▶ **TASK INSTRUCTIONS**:
(a) Using the Student Puzzle Corner announcement below, decide whether each statement agrees with it: (i) solutions are due by January 25, 2023; (ii) a student must correctly solve both puzzles to have their name published; (iii) the normal table in Puzzle 42.1 must cover x from 0 to 10. Answer yes or no for each, quoting the words that settle it.
(b) Duplicate the passage of the Student Puzzle Corner announcement below, starting at "Student members of" and ending at "decision is final.".

▶ **DOCUMENT PASSAGE**:
· · · ·

Student members of IMS are invited to submit solutions to bulletin@imstat.org (with subject “Student Puzzle Corner”). Deadline: January 25, 2023. The names of student members who submit correct solutions to either or both of these puzzles, and the answer, will be published in the issue following the deadline. The Puzzle Editor is Anirban DasGupta. His decision is final.


Student Puzzle Editor Anirban DasGupta says, “Again, we pose two problems, one in statistics and one in (quite basic) probability. Send your answer to one or both.”

Puzzle 42.1:

You have all seen a standard normal CDF table in a text. Typically, the table gives approximate CDF values from 0 to 5 at increments of 0.01 in the argument x. Suppose now you want the grid to be finer, with an increment of some suitable ϵ. You want to choose ϵ in a way that the largest jump in the CDF value between two successive values of x is at most 0.001. One page using standard font in a text can give 400 CDF values. How many pages will your standard normal table take? Remember, you want to cover x in the interval 0 to 5.

Puzzle 42.2:

Suppose S is a Wishart distributed p × p matrix with k degrees of freedom and parameter matrix ∑, assumed to be positive definite. Find in closed form the UMVUE of the determinant of ∑ for general p, and the variance of the UMVUE for p = 2.

· · · ·

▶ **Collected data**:
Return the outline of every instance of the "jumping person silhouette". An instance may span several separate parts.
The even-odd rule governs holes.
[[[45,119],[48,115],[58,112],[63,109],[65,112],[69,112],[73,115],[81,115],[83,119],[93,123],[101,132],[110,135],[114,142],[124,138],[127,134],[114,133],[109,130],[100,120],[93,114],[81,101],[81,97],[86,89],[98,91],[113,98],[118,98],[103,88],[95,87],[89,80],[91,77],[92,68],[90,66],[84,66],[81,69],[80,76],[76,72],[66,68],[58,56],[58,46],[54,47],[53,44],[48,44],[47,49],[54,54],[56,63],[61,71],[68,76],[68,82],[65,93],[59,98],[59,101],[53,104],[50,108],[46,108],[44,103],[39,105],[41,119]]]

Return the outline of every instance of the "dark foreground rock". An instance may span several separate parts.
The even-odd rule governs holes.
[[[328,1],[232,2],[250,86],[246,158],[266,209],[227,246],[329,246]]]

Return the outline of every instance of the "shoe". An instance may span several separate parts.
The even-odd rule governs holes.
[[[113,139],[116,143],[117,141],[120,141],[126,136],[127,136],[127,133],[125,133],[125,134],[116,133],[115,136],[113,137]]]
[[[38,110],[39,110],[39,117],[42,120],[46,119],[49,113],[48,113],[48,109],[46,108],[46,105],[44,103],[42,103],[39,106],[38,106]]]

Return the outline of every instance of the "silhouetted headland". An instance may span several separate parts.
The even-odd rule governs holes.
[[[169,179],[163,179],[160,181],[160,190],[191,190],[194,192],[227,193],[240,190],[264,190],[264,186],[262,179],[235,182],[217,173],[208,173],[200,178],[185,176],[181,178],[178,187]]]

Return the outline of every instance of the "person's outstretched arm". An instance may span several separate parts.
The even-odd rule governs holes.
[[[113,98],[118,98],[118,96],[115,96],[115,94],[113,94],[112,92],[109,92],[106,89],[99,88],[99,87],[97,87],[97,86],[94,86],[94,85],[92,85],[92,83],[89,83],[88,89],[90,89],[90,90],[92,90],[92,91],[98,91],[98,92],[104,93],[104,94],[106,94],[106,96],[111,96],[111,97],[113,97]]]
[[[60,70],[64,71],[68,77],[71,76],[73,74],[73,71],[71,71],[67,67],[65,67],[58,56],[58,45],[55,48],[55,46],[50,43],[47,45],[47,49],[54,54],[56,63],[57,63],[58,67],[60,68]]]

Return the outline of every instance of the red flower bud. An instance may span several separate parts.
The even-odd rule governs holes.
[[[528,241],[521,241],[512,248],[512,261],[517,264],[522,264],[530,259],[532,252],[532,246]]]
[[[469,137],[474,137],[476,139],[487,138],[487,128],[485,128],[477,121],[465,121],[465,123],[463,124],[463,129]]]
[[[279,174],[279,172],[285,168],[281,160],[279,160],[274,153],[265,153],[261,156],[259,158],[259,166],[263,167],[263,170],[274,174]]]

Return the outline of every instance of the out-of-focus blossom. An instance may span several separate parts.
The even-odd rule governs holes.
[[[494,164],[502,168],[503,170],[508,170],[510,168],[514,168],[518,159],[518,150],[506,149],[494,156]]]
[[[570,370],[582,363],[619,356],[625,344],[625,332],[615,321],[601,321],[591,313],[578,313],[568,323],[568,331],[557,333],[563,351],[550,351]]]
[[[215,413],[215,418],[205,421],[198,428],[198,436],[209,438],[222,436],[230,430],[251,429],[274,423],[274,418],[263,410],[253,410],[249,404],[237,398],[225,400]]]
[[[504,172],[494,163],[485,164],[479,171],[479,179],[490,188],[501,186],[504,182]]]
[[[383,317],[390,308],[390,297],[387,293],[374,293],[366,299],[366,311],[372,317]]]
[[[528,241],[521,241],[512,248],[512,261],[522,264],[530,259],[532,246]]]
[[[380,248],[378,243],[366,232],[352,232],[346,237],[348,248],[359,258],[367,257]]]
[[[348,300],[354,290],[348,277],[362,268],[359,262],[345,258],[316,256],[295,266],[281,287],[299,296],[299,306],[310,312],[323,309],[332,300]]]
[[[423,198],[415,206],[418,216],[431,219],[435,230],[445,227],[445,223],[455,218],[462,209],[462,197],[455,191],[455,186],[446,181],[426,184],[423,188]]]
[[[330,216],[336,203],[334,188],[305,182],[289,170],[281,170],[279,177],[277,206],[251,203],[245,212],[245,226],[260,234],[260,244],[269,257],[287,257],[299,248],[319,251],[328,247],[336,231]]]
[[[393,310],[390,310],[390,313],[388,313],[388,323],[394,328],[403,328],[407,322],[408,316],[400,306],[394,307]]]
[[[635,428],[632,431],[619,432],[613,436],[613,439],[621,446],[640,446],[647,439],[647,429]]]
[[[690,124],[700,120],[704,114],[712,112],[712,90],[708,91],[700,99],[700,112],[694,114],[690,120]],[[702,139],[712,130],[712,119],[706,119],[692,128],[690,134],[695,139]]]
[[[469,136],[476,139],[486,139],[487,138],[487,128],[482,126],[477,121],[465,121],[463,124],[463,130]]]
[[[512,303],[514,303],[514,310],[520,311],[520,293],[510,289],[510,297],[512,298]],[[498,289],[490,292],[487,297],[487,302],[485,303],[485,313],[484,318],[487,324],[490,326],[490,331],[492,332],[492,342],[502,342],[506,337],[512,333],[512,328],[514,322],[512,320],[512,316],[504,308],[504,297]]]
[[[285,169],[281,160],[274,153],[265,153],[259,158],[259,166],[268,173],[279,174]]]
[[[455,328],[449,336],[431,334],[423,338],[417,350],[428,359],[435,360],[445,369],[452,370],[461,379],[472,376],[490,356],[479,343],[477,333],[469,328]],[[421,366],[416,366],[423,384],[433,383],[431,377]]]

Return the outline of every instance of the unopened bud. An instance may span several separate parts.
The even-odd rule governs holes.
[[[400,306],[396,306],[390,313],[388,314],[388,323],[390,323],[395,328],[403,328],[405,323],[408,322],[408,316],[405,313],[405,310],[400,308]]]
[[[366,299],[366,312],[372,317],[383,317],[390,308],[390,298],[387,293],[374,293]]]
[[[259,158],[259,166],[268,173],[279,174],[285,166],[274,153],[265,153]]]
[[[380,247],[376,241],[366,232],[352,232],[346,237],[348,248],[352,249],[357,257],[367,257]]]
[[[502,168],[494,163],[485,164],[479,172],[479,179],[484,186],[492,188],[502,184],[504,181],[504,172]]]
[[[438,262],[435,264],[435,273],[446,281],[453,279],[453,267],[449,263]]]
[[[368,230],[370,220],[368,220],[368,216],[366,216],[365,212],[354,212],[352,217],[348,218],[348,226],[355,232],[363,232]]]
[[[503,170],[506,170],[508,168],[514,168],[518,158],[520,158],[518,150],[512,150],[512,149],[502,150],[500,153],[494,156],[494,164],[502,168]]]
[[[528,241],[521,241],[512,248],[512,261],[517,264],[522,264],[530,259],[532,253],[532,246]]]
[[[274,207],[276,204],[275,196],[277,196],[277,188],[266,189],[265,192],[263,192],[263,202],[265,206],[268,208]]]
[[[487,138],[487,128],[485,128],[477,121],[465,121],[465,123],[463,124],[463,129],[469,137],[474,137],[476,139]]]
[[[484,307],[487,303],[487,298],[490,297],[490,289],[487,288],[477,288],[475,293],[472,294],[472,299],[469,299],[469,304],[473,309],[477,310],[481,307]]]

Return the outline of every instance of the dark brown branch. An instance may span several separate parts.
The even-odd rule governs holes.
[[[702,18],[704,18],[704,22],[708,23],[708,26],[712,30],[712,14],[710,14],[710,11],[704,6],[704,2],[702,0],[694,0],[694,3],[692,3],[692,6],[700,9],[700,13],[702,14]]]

· · · ·

▶ **EXERCISE RESULTS**:
(a)
(i) Yes: "Deadline: January 25, 2023."
(ii) No: "submit correct solutions to either or both of these puzzles"
(iii) No: "you want to cover x in the interval 0 to 5."

(b)
Student members of IMS are invited to submit solutions to bulletin@imstat.org (with subject “Student Puzzle Corner”). Deadline: January 25, 2023. The names of student members who submit correct solutions to either or both of these puzzles, and the answer, will be published in the issue following the deadline. The Puzzle Editor is Anirban DasGupta. His decision is final.